■ Instructions for the task
Which lines in the entries below contain the word "animal"? Pull out each one and copy it.
=== Data supplied ===
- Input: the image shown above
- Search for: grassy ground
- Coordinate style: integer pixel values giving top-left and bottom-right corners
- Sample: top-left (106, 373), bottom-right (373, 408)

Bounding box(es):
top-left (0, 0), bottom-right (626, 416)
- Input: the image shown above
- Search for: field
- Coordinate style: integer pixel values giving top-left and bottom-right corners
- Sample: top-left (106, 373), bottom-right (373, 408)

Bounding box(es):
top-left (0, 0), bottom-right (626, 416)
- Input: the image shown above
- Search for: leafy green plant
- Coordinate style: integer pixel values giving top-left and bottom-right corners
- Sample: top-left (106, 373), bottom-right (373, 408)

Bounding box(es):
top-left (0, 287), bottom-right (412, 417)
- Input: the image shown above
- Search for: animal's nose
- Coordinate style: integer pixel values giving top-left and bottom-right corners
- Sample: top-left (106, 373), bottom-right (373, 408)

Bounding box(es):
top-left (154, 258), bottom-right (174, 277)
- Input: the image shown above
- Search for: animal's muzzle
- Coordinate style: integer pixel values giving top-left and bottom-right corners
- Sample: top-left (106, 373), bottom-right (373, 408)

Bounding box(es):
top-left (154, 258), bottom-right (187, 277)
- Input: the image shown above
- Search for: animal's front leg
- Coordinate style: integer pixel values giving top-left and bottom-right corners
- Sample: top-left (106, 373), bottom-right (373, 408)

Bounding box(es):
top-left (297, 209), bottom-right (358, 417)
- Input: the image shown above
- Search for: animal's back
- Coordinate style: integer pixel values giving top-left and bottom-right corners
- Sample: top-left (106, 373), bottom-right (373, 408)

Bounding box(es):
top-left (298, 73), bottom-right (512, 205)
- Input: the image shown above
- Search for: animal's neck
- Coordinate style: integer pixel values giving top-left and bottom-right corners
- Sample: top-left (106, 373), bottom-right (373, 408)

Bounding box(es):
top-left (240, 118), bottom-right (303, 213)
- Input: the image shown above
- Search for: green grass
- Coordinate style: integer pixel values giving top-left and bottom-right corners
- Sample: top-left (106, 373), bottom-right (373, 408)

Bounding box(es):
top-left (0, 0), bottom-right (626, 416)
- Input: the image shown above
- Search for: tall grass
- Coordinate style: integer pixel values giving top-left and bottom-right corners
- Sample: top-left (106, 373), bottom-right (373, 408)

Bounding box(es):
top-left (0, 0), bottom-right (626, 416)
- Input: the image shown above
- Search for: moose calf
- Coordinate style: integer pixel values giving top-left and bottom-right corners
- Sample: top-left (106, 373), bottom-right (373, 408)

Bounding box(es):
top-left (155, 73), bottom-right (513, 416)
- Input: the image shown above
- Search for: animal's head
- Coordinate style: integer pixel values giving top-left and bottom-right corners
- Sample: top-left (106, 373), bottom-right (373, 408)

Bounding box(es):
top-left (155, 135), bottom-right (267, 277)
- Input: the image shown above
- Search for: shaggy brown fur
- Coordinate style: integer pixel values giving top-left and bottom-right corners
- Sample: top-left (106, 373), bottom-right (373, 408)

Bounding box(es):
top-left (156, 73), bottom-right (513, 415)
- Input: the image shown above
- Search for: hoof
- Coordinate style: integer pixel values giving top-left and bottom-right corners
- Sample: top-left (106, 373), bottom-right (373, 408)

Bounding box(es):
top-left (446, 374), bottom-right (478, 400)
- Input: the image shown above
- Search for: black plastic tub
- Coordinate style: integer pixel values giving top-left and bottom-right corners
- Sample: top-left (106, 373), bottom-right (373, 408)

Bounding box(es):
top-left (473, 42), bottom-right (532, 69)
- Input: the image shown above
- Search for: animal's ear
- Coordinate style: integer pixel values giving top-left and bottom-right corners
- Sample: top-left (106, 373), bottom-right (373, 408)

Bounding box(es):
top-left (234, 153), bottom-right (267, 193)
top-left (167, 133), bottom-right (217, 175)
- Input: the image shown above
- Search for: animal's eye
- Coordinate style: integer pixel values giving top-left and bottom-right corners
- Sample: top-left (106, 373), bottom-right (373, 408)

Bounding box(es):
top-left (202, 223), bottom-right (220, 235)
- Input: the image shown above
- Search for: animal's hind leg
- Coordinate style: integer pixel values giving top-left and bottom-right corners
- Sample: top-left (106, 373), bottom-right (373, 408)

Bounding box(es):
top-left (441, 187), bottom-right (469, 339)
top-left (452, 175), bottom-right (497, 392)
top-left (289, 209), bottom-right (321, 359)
===
■ Answer to the exercise
- Search for: animal's nose
- Search for: animal's muzzle
- Search for: animal's front leg
- Search for: animal's back
- Search for: animal's neck
- Search for: animal's head
- Search for: animal's ear
- Search for: animal's eye
- Search for: animal's hind leg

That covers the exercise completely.